What is being asked :: In the entries, starting with the line with "like point(219, 665)." and going on through the line with "point(582, 227)", swap "umbro logo" for "nike logo". Write out only those lines, with everything else left as it is.

Recorded data:
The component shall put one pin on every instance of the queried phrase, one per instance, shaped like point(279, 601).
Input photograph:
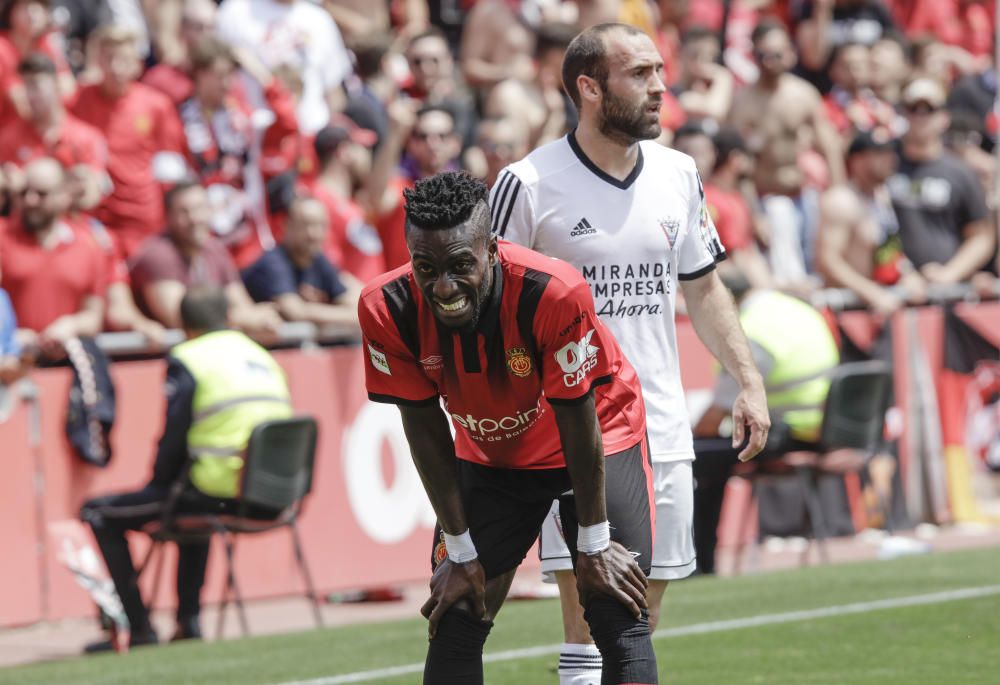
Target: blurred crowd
point(263, 145)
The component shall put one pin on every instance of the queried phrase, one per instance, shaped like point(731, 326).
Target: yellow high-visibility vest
point(238, 385)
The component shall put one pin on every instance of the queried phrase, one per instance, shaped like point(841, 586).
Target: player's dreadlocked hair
point(446, 200)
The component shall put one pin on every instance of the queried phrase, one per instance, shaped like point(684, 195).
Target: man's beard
point(624, 122)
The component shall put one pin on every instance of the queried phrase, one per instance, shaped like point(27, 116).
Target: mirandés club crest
point(519, 362)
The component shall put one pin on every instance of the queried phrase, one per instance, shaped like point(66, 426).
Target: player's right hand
point(615, 573)
point(451, 583)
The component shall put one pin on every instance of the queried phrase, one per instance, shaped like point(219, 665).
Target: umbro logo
point(582, 227)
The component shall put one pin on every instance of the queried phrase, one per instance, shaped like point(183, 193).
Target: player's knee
point(624, 641)
point(455, 655)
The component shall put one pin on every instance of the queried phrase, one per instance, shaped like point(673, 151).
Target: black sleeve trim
point(702, 271)
point(391, 399)
point(603, 380)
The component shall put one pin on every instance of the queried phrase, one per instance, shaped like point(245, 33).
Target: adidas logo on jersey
point(583, 227)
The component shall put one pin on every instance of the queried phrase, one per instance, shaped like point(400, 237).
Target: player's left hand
point(750, 412)
point(615, 573)
point(451, 583)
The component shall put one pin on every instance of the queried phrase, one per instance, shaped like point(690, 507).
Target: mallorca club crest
point(670, 228)
point(518, 361)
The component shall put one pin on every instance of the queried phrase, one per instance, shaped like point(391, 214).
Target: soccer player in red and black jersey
point(538, 392)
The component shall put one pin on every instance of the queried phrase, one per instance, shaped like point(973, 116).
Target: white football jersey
point(632, 240)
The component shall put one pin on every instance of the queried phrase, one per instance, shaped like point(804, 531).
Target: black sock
point(624, 642)
point(455, 655)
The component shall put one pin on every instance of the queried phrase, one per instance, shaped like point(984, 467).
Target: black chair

Solution for this problem ::
The component shall put one pin on every instance of the queried phrase, one per instance, shaped like point(219, 665).
Target: nike logo
point(582, 227)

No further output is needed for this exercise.